Отрывок:
****************************************
А ведь и в самом деле для современного большого города проблема чистого, здорового воздуха, иначе говоря, проблема климата, очень важна. Насыщенность промышленностью, транспортом, плотная масса жилых домов — все это резко снижает потенциал здоровья городских жителей. Как же будет решаться эта сложная и животрепещущая для всех современных больших городов проблема в Москве будущего?
Город останется в существующих ныне границах, очерченных кольцевой автомобильной дорогой. Это составляет примерно 30 километров в диаметре. В этих пределах не будет построено ни одного нового промышленного предприятия. Мало того, многие мелкие заводы и фабрики будут вынесены за пределы города. Промышленность Москвы будет специализироваться в области точного машиностроения и приборостроения, радиоэлектроники, производства станков и автомобилей и в некоторых отраслях легкой и пищевой промышленности.
****************************************
Исходные материалы:
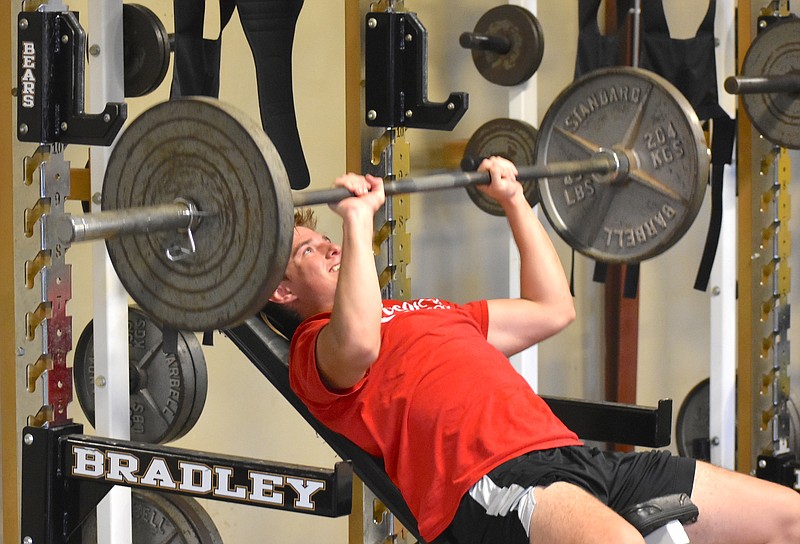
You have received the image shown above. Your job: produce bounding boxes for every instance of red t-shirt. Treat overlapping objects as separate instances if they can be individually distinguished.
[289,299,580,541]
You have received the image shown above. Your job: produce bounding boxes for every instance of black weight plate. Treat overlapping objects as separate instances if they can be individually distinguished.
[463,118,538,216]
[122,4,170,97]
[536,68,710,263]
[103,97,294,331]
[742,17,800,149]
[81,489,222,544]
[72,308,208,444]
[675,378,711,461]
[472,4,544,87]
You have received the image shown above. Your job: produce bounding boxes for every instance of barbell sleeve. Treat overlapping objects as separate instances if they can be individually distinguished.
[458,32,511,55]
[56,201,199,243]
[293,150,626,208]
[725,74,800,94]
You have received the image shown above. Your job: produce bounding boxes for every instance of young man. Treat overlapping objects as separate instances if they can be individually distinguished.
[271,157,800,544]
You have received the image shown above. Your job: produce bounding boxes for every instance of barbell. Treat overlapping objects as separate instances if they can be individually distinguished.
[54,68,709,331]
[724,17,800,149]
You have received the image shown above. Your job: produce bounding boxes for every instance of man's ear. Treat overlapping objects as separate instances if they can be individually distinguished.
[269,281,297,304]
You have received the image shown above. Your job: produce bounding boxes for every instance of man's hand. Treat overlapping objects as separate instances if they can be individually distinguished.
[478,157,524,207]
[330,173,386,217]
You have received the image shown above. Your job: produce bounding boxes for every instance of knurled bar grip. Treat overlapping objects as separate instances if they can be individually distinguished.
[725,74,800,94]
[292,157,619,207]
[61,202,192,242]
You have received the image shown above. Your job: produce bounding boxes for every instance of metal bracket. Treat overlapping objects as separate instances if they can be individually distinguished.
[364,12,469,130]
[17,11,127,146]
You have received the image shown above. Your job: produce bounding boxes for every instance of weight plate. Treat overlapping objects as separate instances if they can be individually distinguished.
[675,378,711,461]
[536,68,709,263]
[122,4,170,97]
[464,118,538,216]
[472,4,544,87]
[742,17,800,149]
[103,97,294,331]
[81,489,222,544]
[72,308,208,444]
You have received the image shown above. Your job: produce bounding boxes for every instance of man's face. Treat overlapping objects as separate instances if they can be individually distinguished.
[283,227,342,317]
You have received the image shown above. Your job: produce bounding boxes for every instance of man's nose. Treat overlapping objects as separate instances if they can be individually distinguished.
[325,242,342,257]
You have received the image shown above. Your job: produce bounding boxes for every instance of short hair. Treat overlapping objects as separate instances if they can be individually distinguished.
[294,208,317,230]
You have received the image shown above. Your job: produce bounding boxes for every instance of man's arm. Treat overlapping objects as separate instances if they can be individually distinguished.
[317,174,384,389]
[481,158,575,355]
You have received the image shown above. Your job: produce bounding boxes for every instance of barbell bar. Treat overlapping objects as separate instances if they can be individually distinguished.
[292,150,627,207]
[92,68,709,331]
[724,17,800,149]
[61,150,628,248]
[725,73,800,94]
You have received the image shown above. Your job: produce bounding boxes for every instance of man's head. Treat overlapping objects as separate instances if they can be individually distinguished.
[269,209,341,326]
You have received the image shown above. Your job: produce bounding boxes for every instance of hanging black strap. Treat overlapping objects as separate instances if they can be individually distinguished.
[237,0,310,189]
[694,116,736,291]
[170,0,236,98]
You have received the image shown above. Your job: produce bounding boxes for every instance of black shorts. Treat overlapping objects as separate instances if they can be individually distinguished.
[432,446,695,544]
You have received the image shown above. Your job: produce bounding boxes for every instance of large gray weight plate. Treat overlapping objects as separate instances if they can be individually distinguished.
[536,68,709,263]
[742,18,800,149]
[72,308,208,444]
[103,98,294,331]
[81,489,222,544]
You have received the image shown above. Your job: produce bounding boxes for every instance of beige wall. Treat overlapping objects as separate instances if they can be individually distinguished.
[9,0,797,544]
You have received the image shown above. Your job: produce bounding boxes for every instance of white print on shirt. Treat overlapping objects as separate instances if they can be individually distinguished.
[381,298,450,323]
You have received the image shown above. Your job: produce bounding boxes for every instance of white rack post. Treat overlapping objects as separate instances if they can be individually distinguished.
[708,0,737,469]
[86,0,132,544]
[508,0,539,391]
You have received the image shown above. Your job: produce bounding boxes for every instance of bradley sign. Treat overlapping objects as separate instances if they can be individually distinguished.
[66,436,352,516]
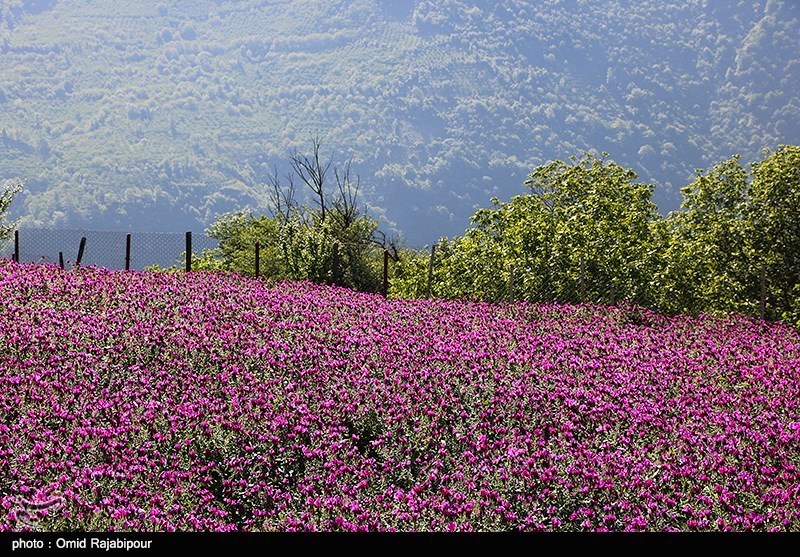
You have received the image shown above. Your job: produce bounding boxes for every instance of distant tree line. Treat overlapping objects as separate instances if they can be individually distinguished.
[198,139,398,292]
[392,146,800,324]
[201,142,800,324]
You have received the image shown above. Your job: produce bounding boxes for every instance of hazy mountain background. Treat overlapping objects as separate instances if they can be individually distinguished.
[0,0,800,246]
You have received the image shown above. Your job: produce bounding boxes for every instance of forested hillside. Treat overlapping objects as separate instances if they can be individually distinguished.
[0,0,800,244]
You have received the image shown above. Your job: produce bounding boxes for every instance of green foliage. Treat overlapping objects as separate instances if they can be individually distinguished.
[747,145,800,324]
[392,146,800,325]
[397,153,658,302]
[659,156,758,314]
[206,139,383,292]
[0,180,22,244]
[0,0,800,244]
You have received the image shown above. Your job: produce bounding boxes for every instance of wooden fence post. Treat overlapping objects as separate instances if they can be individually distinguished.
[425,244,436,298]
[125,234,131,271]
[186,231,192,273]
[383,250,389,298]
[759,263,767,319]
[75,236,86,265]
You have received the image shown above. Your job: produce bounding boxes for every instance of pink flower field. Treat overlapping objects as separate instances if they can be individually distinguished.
****************************************
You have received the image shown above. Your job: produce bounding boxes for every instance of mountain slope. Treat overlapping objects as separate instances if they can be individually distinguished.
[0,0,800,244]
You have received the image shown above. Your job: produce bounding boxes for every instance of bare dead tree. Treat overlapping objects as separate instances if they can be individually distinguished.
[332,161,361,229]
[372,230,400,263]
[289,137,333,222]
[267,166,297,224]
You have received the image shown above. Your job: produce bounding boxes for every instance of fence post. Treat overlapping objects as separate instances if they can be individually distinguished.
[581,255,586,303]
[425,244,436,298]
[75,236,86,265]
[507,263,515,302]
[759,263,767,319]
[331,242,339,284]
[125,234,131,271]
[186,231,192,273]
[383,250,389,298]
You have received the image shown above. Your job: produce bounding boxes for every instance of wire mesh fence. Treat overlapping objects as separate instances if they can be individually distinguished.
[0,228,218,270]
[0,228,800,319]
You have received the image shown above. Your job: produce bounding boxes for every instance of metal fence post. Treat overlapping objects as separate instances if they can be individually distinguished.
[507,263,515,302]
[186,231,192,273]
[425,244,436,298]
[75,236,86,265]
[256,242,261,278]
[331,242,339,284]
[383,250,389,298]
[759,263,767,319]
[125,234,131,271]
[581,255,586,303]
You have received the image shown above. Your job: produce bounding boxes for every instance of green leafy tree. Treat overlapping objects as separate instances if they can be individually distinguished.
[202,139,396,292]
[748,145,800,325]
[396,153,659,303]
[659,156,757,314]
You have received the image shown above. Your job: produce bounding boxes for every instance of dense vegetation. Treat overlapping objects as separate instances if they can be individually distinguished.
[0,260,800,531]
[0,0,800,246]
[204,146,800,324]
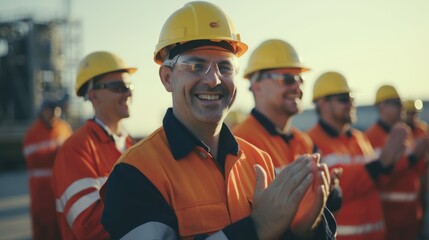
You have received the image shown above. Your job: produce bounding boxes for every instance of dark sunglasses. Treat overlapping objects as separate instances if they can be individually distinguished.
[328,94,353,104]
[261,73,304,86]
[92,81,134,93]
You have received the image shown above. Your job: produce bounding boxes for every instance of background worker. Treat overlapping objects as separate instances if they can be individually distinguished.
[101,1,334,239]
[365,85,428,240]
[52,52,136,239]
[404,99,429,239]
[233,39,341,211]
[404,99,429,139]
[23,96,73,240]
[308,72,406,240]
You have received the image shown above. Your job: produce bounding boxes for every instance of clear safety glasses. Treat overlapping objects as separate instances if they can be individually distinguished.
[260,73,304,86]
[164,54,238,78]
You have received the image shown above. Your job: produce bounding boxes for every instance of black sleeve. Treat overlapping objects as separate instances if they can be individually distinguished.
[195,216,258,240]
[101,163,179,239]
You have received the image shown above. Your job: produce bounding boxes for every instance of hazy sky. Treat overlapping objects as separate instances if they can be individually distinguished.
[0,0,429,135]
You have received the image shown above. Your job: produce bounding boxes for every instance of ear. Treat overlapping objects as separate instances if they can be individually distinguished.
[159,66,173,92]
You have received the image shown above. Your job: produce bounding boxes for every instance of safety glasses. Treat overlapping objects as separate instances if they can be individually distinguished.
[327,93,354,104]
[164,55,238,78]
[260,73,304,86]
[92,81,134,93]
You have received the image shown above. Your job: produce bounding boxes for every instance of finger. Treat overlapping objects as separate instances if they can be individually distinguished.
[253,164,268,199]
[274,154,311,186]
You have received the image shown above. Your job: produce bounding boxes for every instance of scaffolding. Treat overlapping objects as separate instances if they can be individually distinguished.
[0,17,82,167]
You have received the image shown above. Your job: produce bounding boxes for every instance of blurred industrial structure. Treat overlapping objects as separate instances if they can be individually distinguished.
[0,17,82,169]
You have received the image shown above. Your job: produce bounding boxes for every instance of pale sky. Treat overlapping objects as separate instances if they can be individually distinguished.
****************************************
Задания к упражнению:
(a) Каким примерно будет диаметр города, согласно отрывку о Москве будущего?
(b) Продолжите отрывок о Москве будущего после его последнего предложения.
Записи никак не связаны с отрывком.

Ответы на задания:
(a) Примерно 30 километров.

(b)
Население Москвы ограничится числом 6,6-6,8 миллиона жителей. При этом имеется в виду, что рост производства будет идти не за счет расширения предприятий и привлечения новых рабочих, а за счет совершенствования технологических процессов и оборудования, за счет технического прогресса. И это единственно правильный путь. Иначе Москва может принять самые уродливые формы гигантски разросшегося города, нормальную жизнь которого наладить будет просто невозможно, как невозможно это сделать, скажем, в Нью-Йорке.
С другой стороны, такое ограничение позволит наконец обеспечить всем живущим в Москве нормальные условия: 12-15 квадратных метров на человека, то есть каждый член семьи будет иметь отдельную комнату, сможет нормально отдыхать, заниматься, не мешая другим, принимать у себя друзей.
Проблема транспорта — одна из самых сложных проблем, которую предстоит решить градостроителям. Скоростное движение автомобилей (число их увеличится весьма значительно) должно быть организовано таким образом, чтобы пассажиры могли быстро добираться в нужное им место города.
(Американская выставка в Москве, 1959 год – многие горожане смогли впервые убедиться, что у американцев не растут рога и они такие же люди)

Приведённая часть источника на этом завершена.